Extract —
>>>>>
Poetry Feedback – # 1

Alright, when I put out a call to poets I got two fast responses.  So, first off, a big thank you to the two open minded poets.  This will be the first review, the second will soon follow.

Before I get to the review, I wanted to reply to part of the comment that Shawn L Bird left on the “Poets” post when she submitted her poem.

“Practising is the only way to get there. Reading other poets and writing poetry is the only way to improve. Modelling what you see and stretching for your unique view requires writing, writing, writing.”

I have to respectfully disagree with this statement.  Yes, getting the words out is extremely important, the more a person writes the better.  Absolutely.  However, writing in a vacuum does not improve one’s ability at all.  That’s like writing a paper for an English teacher and never getting graded (Yes Shawn, I read your profile.  No, I’m not a stalker).  The only way to truly improve is to be questioned, to be challenged.  Without getting honest feedback, a writer will reach a certain point and become static.  The only way to grow and progress is to be constantly questioned, to be dragged through the mud, to stumble and fall and get back up.  How can anyone raise the bar if there is no bar?

That’s why I have a problem with so many of the poetry sites I see on WordPress.  There’s a whole lot of mutual masturbation going on, stroking each other’s egos, and not a lot of constructive feedback.

Ok, that rant out of the way, on the to review!

 

Poem- The Stroll (April 30, 2014)

Like two hookers
in black vinyl trench coats
the crows stroll between the yellow lines
each watching the traffic
with one jaundiced eye.
<<<<<
Information supplied —
>>>>>
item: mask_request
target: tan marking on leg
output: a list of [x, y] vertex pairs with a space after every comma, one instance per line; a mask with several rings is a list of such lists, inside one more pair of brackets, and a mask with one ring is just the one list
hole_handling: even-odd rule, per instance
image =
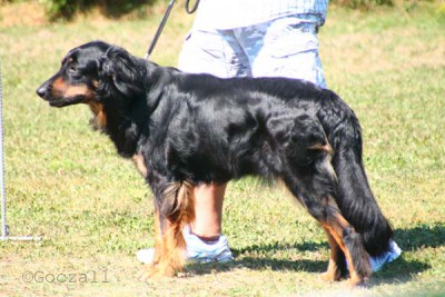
<<<<<
Set tasks —
1. Please write out the rows above word for word, leaving out the picture.
2. Continue the poetry feedback post from the point where it stops.

Answers given —
1.
item: mask_request
target: tan marking on leg
output: a list of [x, y] vertex pairs with a space after every comma, one instance per line; a mask with several rings is a list of such lists, inside one more pair of brackets, and a mask with one ring is just the one list
hole_handling: even-odd rule, per instance
image =

2.
http://www.shawnbird,com/poem-the-stroll

 

I actually really like this poem, which makes it slightly harder to provide feedback.  That said, I think anyone reviewing work for someone else should always have a couple good things to say and a couple of suggestions.

Good things:

Despite the length there are quite a few good things to say about this poem.  I think the basic premise is a very clever simile, crows are like hookers.  I also like the the word choices, “black vinyl trench coats” and “jaundiced eye.”  Those are very specific images that are used very well.  There’s also an implied rhyme between ‘line’ and ‘eye’ which is nice, it caps off the ending really well.  It makes the poem feel complete rather than just trailing off.  There’s also interesting color usage, ‘yellow’ and ‘jaundiced’ (which is a yellowing of the skin).  Overall, I think there are a lot of things done well for such a short poem.  I mean, it’s basically one line so that’s a lot of technique per word.

Suggestions:

First, I think we’re missing some punctuation.  Many poets don’t punctuate much (or at all) and I think that’s a mistake.  It’s common for them to use line breaks instead of commas and periods but that can lead to confusion for the reader.  Let’s rearrange the poem a bit:

Like two hookers in black vinyl trench coats the crows stroll between the yellow lines each watching the traffic with one jaundiced eye.

Yeah, that’s confusing.  Now, let’s play with the line breaks/commas:

Like two hookers, in black vinyl trench coats the crows stroll between the yellow lines, each watching the traffic with one jaundiced eye.

That is one of the ways potential readers might get confused reading this poem.  Are the hookers in the trench coats or the crows?  That’s why I think punctuation is so important.

Secondly, this is a very clever simile with good word choice, but that’s it.  What am I supposed to feel when I read this?  Do I feel bad for hookers?  Do I feel bad for crows because they walk the street like hookers?  The word ‘hooker’ has a lot of connotations,  bad, weird, gross, sick, lost, etc.  ‘Hooker’ is ambiguous in this context.  Jaundiced is an excellent word and definitely conveys a sense of sickness.  But what is this poem saying?  Crows and hookers walk the street sickly?

Basically, I think this is an excellent start to a poem.  It’s smart, it’s interesting… but it doesn’t really go anywhere.  I read it and my interest is hooked… and it’s over.  It starts to say something that intrigues me but then doesn’t finish the statement.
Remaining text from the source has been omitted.